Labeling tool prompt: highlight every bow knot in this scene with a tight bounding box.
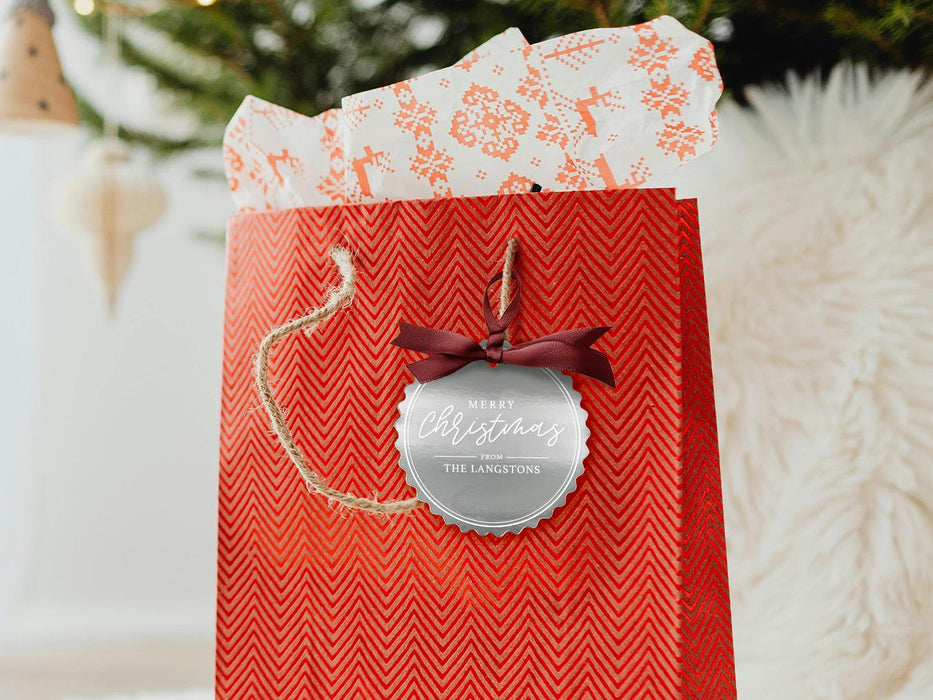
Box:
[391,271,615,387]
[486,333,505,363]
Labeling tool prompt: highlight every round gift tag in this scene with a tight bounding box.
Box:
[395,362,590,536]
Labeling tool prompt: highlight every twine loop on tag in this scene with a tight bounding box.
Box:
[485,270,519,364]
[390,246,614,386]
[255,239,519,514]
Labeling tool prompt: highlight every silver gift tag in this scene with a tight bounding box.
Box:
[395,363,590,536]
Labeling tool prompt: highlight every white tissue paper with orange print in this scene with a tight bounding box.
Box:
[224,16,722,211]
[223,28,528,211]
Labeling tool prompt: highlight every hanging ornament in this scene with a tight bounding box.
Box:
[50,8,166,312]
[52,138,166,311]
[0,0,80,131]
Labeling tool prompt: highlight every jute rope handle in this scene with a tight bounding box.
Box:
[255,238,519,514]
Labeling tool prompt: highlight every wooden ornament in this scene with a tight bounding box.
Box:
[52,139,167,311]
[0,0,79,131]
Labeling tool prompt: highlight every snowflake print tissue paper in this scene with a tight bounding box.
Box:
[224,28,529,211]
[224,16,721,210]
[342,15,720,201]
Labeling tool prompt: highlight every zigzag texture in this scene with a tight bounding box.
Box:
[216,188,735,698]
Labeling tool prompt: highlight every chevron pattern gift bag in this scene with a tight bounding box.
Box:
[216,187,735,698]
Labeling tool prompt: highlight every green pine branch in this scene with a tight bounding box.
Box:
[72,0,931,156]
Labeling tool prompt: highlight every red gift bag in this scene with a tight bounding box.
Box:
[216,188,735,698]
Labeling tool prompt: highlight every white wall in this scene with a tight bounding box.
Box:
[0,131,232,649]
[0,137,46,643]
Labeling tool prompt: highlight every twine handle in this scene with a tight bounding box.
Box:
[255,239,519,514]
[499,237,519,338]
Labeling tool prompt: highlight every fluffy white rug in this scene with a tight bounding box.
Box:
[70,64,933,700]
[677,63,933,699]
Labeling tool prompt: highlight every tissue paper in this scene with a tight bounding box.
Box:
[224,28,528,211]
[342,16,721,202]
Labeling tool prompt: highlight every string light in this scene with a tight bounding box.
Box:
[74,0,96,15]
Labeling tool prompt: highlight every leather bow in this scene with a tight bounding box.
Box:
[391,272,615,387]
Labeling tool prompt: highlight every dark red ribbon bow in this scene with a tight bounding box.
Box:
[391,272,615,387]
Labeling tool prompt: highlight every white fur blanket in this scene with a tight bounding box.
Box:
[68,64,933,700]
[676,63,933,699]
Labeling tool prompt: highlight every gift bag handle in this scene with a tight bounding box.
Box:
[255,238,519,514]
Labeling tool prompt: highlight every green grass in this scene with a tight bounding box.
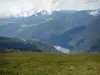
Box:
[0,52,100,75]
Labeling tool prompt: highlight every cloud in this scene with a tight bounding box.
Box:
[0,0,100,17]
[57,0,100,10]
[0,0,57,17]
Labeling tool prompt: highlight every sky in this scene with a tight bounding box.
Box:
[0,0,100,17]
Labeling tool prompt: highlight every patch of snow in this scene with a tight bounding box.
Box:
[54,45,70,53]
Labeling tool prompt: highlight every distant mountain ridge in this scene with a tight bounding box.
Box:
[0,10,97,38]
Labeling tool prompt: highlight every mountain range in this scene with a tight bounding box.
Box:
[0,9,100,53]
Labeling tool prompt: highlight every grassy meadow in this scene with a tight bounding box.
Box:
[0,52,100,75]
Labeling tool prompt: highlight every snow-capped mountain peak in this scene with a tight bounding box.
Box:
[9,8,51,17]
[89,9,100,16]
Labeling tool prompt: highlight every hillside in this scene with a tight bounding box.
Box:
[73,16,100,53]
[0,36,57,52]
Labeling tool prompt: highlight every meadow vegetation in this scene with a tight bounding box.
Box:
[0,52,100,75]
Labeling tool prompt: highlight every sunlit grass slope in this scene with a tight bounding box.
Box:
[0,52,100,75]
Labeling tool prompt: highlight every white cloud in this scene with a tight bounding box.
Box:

####

TASK DESCRIPTION:
Using the records above, filter out every line that lacks the string "green" and copy the rest.

SOLUTION TO THE EXERCISE:
Labeling tool prompt: highlight every green pine branch in this scene with a tight bounding box.
Labeling tool prompt: highlight every green grass in this scene with a tight bounding box.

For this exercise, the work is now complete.